LeetCode 199: Binary Tree Right Side View

Problem Restatement

We are given the root of a binary tree.

Imagine standing on the right side of the tree. From that view, at each depth, only the rightmost node is visible.

We need to return the visible node values from top to bottom. The official problem asks for the values of nodes visible from the right side of the binary tree.

Input and Output

Item	Meaning
Input	Root of a binary tree
Output	List of visible node values
Order	From top to bottom
Visible node	The rightmost node at each level

Example function shape:

def rightSideView(root: Optional[TreeNode]) -> list[int]:
    ...

Examples

Example 1:

root = [1,2,3,null,5,null,4]

Tree:

From the right side:

Level	Visible node
0	1
1	3
2	4

Output:

[1, 3, 4]

Example 2:

root = [1,null,3]

Tree:

1
 \
  3

Output:

[1, 3]

Example 3:

root = []

Output:

[]

First Thought: Process the Tree Level by Level

The right side view contains one node per level.

So we should traverse the tree level by level.

For each level, the answer should include the last node on that level when nodes are read from left to right.

This is exactly what breadth-first search gives us.

Key Insight

During BFS, the queue contains all nodes of the current level.

If we process exactly level_size nodes, then the last node processed at that level is the rightmost node.

For example:

level nodes = [2, 3]

The rightmost node is 3.

So while processing the level, when the index is:

i == level_size - 1

we add that node’s value to the answer.

Algorithm

If root is None, return an empty list.
Put root into a queue.
While the queue is not empty:
- Read the current queue length. This is the number of nodes at the current level.
- Pop exactly that many nodes.
- Add children for the next level.
- When processing the last node of the current level, append its value to the answer.
Return the answer.

Correctness

BFS processes nodes by level.

At the start of each outer loop iteration, the queue contains exactly the nodes on one level, ordered from left to right.

The algorithm processes all nodes in that level.

The last processed node is therefore the rightmost node of that level.

That node is exactly the one visible from the right side.

The algorithm appends one such value for every level and processes levels from top to bottom.

Therefore, the returned list is exactly the binary tree’s right side view.

Complexity

Metric	Value	Why
Time	`O(n)`	Each node is visited once
Space	`O(w)`	The queue stores at most one level of nodes

Here, n is the number of nodes, and w is the maximum width of the tree.

Implementation

from collections import deque
from typing import Optional

# Definition for a binary tree node.
# class TreeNode:
#     def __init__(self, val=0, left=None, right=None):
#         self.val = val
#         self.left = left
#         self.right = right

class Solution:
    def rightSideView(self, root: Optional[TreeNode]) -> list[int]:
        if root is None:
            return []

        ans = []
        queue = deque([root])

        while queue:
            level_size = len(queue)

            for i in range(level_size):
                node = queue.popleft()

                if i == level_size - 1:
                    ans.append(node.val)

                if node.left:
                    queue.append(node.left)

### EXCERPTED DATA:
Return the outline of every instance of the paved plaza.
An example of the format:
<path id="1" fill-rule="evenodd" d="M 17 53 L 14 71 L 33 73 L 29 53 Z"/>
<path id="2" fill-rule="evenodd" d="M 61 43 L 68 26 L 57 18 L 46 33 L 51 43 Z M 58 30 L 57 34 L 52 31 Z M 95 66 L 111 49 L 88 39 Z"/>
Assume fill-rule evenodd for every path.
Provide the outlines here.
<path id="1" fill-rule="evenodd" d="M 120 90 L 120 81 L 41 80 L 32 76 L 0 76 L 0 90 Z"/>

### SHORT EXERCISE:
Revise the passage of the LeetCode 199 write-up from "If root is None, return" to "Return the answer.", changing every "answer" to "result".

### REPLY:
If root is None, return an empty list.
Put root into a queue.
While the queue is not empty:
- Read the current queue length. This is the number of nodes at the current level.
- Pop exactly that many nodes.
- Add children for the next level.
- When processing the last node of the current level, append its value to the result.
Return the result.